## [Task instructions]
Return the listing in full. Keep each line exactly as it is.

## [Source data]
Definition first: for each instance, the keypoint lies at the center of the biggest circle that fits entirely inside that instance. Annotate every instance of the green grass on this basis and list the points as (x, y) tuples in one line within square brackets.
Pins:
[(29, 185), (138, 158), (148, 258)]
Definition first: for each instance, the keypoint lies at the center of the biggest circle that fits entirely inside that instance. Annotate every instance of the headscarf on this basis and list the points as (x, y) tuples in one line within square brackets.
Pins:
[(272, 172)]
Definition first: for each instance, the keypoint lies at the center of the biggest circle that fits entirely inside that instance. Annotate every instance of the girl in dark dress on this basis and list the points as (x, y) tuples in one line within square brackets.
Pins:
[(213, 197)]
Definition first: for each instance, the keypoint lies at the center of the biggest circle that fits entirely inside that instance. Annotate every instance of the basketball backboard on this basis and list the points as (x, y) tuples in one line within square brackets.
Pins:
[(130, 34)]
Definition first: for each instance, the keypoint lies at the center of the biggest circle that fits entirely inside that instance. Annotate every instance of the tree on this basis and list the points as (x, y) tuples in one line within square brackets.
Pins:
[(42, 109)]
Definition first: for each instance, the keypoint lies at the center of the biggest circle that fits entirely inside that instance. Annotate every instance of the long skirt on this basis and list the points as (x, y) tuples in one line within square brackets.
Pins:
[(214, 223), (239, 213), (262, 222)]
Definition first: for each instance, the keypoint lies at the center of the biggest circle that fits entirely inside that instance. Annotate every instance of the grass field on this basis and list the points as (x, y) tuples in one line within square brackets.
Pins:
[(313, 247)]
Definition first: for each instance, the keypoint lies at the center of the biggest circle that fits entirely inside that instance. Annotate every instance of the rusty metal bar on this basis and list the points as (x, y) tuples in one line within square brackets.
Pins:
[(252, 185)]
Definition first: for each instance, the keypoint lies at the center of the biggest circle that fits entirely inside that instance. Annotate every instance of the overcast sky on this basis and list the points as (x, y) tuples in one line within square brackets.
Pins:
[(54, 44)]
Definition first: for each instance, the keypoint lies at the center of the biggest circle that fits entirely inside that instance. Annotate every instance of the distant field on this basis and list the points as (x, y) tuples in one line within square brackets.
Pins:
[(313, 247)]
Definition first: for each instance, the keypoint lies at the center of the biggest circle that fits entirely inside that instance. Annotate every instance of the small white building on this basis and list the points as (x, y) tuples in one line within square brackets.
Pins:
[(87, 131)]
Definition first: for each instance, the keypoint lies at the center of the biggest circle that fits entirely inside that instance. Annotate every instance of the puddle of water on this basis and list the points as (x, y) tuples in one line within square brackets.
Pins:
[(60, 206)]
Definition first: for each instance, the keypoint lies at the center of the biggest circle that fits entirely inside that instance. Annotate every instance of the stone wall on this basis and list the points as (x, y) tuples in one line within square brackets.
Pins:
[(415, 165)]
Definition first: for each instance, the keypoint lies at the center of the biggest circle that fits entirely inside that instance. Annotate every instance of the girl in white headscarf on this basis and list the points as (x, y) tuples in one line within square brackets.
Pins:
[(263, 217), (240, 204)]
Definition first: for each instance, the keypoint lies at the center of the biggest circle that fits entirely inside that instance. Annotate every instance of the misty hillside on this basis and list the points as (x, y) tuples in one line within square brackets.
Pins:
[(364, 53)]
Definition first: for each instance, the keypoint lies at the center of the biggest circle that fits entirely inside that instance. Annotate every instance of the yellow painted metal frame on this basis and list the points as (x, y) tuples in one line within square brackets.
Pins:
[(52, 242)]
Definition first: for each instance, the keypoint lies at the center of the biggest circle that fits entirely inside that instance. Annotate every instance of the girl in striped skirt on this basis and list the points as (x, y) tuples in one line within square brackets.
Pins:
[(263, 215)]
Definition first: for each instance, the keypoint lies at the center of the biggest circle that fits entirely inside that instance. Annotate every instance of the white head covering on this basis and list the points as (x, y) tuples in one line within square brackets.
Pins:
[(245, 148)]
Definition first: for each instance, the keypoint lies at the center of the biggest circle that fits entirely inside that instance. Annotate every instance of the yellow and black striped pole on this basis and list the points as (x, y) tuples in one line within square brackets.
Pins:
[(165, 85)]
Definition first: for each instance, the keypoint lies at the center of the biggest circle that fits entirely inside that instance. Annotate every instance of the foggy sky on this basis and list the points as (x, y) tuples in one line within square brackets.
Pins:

## [Output for this exercise]
Definition first: for each instance, the keypoint lies at the center of the biggest circle that fits entirely inside that instance. Annotate every instance of the green grass on this basis and list the points as (x, y) tuples in one line within square brackets.
Pins:
[(29, 185), (138, 158), (148, 258)]
Definition first: for each instance, the keypoint lies at the center of the biggest circle that fits entirely inside that instance. Annotate every instance of the headscarf on this basis and list the points as (x, y) tuples in one line within square brackets.
Pins:
[(272, 172)]
Definition first: for each instance, the keypoint lies at the center of the biggest circle that fits entirely inside that instance. Annotate every instance of the girl in dark dress on this basis and list the points as (x, y) tuples in one line within square brackets.
Pins:
[(213, 197)]
Definition first: for each instance, the keypoint lies at the center of the biggest circle that fits entirely inside that instance. Annotate every instance of the basketball backboard on this basis and list the points as (x, y) tuples in one line within square brackets.
Pins:
[(130, 34)]
Definition first: for each instance, the keypoint lies at the center of the biggest circle that fits entirely inside that instance. Annotate every instance of the tree on this basis and list the points as (x, y) tuples in one line within square brackets.
Pins:
[(42, 109)]
Definition first: for each instance, the keypoint lies at the center of the biggest circle that fits entirely inside that instance. Annotate every instance of the long skirt on this basis and list the points as (x, y) tuples in one line within square brackets.
Pins:
[(214, 223), (239, 213), (262, 222)]
Definition first: for each instance, the keypoint lies at the center of the biggest circle that fits entirely inside that instance. Annotate every instance of the grass field on this basis and list the points as (x, y) tuples in one line within square brackets.
Pins:
[(313, 247)]
Definition first: for each instance, the keypoint lies at the center of the biggest circle that fits entirely inside that instance. Annotate every instance of the rusty metal bar on this basis and list the points as (x, y) tuples in one line within square brackets.
Pins:
[(252, 185)]
Definition first: for each instance, the keypoint lies at the center of the biggest circle that fits entirely inside that instance. Annotate every instance of the overcast sky on this basis and list the points as (x, y) tuples in one line within square brackets.
Pins:
[(54, 44)]
Definition first: for each instance, the keypoint lies at the center of the biggest circle that fits entirely inside that instance. Annotate every instance of the distant field on this basis and list the points as (x, y) tuples in one line within square brackets.
Pins:
[(313, 247)]
Definition first: for each instance, the keypoint lies at the center of the biggest circle that fits entirely inside that instance. Annotate every instance of the small white building on this basis and list the points as (x, y) tuples in one line within square brackets.
Pins:
[(87, 131)]
Definition first: for each instance, the keypoint lies at the center of the biggest circle that fits entirely inside that instance. Annotate every instance of the puddle of water on this basis and list the points as (x, y) tuples in one line within square brackets.
Pins:
[(60, 206)]
Definition first: for each instance, the keypoint lies at the center of the biggest circle that fits entirely inside that instance. Annotate every instance of the stone wall on this basis and list the points as (x, y) tuples in one line within square brackets.
Pins:
[(415, 165)]
Definition first: for each instance, the keypoint lies at the center of the biggest circle that fits entirely inside that instance. Annotate every instance of the girl in white headscarf on this basis and list the points as (x, y) tuples in one line within square brackets.
Pins:
[(263, 217), (240, 204)]
Definition first: for each instance, the keypoint lies at the center of the biggest circle that fits entirely inside that instance. Annotate every instance of the misty hillside on this basis and list the points as (x, y) tuples in one line within square brackets.
Pins:
[(364, 53)]
Definition first: for each instance, the keypoint lies at the center of the biggest circle that fits entirely inside that instance. Annotate every instance of the yellow painted metal frame on this basis and list the points as (x, y) tuples in one line within square brackets.
Pins:
[(52, 242)]
Definition first: for each instance, the keypoint lies at the center of the biggest circle that fits entirely inside that instance. Annotate every instance of the girl in striped skirt on this basis and list the points as (x, y) tuples in one line within square brackets.
Pins:
[(263, 215)]
Definition first: for each instance, the keypoint lies at the center of the biggest circle that fits entirely inside that instance. Annotate every instance of the white head covering on this basis and list the points as (x, y) tuples in one line within square brackets.
Pins:
[(245, 148)]
Definition first: for each instance, the keypoint lies at the center of the biggest circle that fits entirely inside that instance. Annotate every instance of the yellow and black striped pole on this basis and list the points as (x, y) tuples in one line within square brackets.
Pins:
[(165, 85)]
Definition first: for each instance, the keypoint lies at the center of the biggest circle that fits entirely inside that instance. Annotate every instance of the foggy sky on this basis and list the points as (x, y) tuples in one line within square brackets.
Pins:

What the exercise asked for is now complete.